▶ [WHAT YOU SHOULD DO] Look through the records below for lines containing the string "woman", and report how many there are, nothing else.

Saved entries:

___

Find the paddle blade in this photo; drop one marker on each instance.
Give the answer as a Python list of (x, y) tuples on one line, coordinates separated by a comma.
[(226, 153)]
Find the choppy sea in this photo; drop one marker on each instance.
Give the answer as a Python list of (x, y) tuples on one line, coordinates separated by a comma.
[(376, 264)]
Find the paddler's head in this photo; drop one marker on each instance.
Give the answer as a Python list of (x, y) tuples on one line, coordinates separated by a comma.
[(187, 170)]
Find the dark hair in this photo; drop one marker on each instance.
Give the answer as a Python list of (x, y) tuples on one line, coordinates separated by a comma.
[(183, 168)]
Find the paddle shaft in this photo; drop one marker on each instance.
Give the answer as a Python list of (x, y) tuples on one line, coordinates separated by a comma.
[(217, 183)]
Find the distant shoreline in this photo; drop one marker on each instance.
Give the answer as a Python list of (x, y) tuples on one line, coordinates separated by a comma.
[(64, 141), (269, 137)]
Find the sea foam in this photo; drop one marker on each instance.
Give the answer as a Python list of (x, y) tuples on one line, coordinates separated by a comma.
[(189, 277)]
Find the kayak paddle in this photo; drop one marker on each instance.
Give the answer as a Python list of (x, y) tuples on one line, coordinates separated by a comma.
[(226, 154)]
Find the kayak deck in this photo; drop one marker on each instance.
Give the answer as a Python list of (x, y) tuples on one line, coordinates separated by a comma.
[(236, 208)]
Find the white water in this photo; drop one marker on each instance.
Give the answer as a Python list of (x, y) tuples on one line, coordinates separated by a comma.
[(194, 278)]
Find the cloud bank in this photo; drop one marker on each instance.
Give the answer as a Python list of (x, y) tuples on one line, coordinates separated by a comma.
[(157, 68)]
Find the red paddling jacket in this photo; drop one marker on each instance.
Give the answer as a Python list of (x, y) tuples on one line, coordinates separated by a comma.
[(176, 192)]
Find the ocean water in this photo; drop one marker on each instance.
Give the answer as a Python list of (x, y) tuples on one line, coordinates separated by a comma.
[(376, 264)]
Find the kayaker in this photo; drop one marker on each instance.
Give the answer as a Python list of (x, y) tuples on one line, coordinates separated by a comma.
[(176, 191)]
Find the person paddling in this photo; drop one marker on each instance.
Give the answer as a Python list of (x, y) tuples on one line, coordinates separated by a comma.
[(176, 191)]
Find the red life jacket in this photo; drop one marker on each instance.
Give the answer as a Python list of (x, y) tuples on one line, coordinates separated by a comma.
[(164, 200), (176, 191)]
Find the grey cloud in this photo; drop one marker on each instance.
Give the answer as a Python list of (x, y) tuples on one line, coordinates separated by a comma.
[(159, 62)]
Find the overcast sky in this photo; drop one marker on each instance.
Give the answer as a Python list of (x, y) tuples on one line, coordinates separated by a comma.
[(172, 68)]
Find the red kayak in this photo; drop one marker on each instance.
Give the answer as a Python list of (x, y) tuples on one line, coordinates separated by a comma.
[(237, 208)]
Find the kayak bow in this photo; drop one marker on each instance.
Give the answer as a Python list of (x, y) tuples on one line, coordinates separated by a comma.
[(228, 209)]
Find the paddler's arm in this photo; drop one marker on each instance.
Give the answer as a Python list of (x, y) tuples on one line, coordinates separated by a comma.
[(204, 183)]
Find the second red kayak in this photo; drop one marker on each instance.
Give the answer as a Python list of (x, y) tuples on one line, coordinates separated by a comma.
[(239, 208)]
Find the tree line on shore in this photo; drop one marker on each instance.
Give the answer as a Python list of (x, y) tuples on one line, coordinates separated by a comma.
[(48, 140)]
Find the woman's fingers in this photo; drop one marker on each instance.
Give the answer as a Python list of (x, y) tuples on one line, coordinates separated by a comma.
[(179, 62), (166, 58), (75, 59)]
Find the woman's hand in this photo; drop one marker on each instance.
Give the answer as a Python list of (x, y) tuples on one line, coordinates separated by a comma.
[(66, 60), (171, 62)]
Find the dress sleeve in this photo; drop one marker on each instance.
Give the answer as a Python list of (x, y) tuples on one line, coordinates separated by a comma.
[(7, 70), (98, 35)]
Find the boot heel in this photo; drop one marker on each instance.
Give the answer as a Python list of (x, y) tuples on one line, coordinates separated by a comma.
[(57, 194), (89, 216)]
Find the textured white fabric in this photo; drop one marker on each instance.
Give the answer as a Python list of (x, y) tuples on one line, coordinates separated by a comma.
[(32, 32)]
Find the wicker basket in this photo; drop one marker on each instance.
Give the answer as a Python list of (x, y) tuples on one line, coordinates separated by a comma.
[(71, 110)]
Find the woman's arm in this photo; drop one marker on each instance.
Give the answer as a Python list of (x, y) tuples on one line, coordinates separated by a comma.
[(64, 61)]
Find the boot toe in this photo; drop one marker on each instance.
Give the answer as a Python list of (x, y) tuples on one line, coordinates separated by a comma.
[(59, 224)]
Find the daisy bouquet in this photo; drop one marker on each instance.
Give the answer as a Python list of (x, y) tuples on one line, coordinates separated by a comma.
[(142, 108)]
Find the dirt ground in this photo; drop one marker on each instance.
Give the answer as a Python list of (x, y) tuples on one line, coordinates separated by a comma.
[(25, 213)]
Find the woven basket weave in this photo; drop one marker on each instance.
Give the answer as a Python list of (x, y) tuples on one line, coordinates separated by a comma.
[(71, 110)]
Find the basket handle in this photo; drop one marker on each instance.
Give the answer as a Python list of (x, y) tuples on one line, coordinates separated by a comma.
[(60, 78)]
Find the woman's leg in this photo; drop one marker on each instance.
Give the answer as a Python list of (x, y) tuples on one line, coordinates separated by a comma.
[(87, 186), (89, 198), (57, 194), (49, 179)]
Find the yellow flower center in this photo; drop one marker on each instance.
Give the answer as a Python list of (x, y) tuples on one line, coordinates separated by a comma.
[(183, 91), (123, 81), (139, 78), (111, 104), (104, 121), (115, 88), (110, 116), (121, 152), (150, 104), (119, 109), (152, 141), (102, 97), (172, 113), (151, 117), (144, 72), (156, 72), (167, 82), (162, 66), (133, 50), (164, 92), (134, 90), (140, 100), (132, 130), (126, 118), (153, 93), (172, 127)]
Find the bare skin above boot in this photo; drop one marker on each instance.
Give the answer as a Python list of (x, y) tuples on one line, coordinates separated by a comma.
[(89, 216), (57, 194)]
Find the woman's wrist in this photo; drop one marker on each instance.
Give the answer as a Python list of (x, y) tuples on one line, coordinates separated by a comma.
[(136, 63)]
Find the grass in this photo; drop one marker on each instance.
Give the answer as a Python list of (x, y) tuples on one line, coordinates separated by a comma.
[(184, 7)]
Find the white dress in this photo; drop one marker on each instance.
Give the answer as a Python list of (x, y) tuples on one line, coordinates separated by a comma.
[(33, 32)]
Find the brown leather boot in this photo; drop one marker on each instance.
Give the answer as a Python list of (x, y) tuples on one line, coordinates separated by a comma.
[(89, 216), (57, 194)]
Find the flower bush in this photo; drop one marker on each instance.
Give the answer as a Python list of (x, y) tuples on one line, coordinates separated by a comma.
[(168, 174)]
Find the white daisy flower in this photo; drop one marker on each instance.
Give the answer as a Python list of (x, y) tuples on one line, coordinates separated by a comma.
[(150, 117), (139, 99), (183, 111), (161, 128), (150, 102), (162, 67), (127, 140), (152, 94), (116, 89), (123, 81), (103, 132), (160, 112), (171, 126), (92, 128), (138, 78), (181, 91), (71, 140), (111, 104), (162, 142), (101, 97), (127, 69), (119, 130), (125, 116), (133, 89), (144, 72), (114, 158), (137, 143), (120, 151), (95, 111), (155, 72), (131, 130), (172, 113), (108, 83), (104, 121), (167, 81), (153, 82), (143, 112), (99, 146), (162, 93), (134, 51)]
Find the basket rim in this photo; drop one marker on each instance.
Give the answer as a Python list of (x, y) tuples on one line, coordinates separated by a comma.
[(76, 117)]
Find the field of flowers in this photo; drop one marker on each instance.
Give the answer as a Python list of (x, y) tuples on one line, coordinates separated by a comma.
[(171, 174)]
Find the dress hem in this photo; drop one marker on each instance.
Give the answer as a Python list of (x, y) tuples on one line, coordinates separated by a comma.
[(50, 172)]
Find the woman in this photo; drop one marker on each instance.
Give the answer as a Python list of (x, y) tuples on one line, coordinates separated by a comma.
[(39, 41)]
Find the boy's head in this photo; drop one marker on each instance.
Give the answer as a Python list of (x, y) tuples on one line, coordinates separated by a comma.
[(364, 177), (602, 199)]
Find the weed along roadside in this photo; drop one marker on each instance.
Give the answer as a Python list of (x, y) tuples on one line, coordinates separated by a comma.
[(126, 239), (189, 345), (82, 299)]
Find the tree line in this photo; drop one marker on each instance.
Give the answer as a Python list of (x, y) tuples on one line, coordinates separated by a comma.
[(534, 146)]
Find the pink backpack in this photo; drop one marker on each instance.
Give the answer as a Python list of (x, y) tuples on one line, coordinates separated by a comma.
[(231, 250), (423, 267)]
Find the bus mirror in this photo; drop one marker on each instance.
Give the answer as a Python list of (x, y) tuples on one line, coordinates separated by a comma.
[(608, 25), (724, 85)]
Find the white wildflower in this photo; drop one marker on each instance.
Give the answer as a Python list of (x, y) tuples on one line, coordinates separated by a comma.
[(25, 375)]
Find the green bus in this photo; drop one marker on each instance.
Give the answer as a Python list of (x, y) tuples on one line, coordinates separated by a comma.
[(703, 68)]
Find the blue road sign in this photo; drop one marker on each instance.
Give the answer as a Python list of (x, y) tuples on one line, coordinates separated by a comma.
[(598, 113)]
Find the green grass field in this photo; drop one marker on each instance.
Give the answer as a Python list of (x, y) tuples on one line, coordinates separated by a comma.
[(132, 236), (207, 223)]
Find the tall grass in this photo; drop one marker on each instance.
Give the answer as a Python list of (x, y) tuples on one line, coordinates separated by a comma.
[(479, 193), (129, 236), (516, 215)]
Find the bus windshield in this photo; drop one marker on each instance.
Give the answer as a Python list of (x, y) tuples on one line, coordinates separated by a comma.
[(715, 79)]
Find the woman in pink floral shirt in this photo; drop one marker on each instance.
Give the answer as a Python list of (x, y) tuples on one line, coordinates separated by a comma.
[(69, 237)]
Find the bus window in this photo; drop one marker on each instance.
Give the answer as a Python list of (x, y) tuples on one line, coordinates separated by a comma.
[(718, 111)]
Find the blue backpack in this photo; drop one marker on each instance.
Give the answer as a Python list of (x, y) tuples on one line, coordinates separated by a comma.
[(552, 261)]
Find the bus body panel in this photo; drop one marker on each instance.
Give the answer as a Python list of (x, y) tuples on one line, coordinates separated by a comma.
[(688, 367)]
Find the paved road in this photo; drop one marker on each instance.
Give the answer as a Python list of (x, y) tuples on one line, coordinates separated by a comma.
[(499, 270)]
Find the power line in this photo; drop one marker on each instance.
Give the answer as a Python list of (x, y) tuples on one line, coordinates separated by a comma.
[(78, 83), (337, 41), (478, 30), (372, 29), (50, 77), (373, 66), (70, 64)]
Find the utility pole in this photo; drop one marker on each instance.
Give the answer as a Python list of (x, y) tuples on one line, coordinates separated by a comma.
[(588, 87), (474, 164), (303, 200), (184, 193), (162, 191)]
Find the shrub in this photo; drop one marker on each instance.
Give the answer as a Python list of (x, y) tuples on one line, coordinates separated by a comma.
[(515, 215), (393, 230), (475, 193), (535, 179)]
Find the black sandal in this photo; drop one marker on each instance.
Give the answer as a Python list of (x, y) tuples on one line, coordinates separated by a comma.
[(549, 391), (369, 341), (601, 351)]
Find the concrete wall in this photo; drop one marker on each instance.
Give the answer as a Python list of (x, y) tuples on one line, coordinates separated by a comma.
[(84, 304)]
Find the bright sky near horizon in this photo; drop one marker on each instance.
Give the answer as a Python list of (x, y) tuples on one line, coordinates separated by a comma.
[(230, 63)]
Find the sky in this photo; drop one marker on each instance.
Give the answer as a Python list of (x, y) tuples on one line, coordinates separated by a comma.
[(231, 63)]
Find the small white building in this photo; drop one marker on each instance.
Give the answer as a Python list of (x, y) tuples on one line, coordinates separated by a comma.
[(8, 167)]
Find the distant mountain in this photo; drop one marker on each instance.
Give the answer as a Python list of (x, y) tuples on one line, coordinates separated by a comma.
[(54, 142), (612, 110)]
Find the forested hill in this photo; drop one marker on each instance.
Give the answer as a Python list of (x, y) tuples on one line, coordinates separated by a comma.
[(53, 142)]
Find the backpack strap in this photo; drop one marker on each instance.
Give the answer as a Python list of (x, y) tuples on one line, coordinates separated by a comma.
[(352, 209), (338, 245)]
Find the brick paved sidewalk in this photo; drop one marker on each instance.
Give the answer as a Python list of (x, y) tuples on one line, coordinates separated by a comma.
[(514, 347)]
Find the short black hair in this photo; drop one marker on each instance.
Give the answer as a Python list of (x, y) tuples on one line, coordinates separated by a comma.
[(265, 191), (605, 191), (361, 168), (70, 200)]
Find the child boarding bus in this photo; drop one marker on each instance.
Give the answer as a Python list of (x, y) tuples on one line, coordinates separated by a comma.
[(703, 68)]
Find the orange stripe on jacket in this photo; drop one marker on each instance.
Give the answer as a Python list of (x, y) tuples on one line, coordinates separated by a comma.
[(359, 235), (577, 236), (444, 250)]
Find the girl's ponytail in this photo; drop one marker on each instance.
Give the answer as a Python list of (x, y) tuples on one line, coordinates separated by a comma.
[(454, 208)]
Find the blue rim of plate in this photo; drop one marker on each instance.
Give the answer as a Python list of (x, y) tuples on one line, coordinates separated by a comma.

___

▶ [WRITTEN RESPONSE] 7